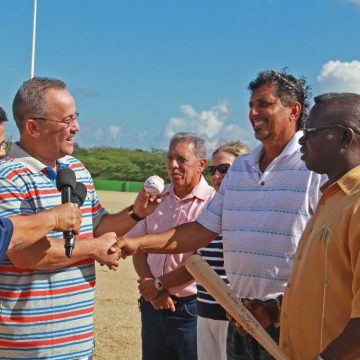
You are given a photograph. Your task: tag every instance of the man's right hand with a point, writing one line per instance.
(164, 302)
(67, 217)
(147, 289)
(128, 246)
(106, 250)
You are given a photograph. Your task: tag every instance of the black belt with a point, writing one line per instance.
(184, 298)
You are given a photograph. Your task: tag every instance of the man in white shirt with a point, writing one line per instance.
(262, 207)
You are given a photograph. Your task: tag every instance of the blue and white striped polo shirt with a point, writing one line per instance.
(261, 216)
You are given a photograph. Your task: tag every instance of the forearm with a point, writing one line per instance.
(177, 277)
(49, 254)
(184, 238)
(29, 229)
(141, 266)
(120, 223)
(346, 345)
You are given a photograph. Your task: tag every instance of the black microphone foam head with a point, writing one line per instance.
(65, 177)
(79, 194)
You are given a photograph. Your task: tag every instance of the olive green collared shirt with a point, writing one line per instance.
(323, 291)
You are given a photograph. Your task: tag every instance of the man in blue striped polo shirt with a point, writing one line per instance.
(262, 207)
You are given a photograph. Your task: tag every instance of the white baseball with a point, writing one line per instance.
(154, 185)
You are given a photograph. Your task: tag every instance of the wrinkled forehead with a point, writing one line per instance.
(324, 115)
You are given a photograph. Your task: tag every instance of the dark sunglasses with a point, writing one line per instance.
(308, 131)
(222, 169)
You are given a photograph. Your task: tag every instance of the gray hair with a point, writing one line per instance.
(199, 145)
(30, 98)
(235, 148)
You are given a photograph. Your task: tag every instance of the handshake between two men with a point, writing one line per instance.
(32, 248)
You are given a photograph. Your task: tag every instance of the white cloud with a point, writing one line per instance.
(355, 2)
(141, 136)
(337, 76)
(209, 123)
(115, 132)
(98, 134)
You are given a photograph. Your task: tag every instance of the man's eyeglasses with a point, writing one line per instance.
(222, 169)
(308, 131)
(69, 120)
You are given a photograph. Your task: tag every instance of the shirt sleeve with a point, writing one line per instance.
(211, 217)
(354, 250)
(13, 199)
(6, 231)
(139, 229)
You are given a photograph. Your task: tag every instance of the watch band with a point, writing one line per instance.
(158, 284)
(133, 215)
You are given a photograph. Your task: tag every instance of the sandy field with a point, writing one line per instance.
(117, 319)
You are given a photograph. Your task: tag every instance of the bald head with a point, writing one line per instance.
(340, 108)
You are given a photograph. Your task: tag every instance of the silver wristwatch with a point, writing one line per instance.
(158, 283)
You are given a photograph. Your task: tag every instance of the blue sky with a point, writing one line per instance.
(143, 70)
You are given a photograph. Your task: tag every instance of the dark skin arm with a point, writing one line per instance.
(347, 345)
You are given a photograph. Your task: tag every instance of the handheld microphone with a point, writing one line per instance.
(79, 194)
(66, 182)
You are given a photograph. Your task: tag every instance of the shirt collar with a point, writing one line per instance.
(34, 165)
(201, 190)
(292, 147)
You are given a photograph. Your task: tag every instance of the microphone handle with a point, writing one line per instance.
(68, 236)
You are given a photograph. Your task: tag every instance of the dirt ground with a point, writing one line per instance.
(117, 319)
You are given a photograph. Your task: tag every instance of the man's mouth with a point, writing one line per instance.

---

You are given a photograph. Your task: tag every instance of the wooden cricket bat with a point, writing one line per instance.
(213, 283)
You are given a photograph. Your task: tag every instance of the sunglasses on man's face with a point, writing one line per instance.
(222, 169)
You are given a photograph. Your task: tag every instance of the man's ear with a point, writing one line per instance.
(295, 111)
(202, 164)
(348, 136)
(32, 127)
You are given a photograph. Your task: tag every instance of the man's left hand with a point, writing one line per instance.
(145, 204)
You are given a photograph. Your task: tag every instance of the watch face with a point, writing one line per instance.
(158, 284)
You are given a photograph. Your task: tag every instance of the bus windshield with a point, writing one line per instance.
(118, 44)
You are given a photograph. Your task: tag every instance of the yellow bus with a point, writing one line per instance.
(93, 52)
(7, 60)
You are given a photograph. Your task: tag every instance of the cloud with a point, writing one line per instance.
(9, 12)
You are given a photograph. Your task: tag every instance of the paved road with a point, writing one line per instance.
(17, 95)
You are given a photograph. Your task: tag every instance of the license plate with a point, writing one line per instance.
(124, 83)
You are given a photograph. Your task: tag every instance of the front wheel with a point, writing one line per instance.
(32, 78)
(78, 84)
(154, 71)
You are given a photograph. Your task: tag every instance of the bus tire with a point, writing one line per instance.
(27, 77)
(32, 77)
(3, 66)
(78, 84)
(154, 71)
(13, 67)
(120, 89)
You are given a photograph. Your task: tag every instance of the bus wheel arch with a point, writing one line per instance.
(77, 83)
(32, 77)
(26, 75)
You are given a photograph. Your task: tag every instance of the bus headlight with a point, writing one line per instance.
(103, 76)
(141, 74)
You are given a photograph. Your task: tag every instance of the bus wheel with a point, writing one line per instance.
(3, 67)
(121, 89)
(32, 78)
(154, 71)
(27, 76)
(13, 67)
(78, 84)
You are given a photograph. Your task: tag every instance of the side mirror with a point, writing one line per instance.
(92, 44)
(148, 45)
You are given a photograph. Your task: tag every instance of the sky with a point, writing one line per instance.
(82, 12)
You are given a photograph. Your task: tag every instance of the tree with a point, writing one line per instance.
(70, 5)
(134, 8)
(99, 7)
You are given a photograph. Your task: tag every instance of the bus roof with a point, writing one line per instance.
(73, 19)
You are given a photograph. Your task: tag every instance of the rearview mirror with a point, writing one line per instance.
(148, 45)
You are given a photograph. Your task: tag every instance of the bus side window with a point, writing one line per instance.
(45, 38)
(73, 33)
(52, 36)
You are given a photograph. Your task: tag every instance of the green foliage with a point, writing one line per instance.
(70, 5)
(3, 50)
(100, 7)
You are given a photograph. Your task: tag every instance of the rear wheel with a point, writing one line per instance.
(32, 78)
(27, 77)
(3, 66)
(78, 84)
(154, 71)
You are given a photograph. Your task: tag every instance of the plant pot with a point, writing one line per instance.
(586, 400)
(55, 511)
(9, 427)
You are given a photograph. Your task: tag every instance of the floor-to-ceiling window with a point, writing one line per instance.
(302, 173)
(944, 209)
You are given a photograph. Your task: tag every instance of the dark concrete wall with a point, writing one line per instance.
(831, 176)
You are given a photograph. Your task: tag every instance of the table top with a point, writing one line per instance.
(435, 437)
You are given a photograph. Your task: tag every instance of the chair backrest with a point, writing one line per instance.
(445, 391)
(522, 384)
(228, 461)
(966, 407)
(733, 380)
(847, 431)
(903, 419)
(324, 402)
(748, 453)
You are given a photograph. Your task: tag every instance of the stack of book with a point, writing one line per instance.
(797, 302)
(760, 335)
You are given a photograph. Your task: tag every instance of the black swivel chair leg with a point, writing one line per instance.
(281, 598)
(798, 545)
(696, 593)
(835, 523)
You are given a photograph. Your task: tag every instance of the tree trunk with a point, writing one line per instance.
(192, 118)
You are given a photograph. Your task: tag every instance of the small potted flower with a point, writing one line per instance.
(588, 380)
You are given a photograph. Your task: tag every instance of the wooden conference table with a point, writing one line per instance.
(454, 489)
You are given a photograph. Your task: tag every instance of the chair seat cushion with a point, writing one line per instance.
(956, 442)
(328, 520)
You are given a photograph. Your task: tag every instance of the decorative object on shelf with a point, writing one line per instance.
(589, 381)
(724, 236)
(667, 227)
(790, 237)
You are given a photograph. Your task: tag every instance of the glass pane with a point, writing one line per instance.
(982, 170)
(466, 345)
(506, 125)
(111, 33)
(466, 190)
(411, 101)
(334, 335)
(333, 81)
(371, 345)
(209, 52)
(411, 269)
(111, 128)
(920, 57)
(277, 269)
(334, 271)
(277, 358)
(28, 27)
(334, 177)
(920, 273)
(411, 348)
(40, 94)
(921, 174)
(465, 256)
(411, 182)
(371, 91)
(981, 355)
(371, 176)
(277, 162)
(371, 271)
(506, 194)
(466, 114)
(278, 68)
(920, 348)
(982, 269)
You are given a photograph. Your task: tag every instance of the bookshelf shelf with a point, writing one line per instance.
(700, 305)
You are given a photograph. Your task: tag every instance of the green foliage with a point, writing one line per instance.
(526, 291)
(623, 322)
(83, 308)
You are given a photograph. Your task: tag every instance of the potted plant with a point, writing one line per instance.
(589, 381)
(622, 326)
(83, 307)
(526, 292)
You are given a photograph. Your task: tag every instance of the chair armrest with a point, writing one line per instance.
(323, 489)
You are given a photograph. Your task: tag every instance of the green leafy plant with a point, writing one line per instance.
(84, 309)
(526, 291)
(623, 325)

What you are asked to do: Extract and copy out verbatim everything in the material from the line that contains "of the sandy" down to the line that contains "the man's mouth", keeping both of those lines.

The answer:
You are given a photograph. Your task: tag every instance of the sandy field with a point, writing one line per instance.
(117, 319)
You are given a photograph. Your task: tag every instance of the bald head with a point, writing one line per instance.
(340, 108)
You are given a photograph. Your task: tag every instance of the silver wristwatch with a point, writing one line per instance.
(158, 283)
You are given a photograph. Your task: tag every instance of the blue sky with a point, writing one line per instance.
(143, 70)
You are given a photograph. Your task: tag every instance of the dark skin arm with a point, writing one line per instance.
(347, 345)
You are given a photograph. Your task: tag every instance of the handheld microphone with a point, writing one line per instance.
(79, 194)
(66, 182)
You are given a photograph. Your task: tag every instance of the shirt collar with a point, writing one line per instance.
(34, 165)
(201, 190)
(292, 147)
You are given a photograph. Your task: tag every instance of the microphone handle with a point, writing one line per instance.
(68, 236)
You are given a photograph. Your task: tag every instance of the dirt ground with a point, writing one line per instance.
(117, 319)
You are given a photograph. Your task: tag every instance of the man's mouth with a point, writing one line per instance.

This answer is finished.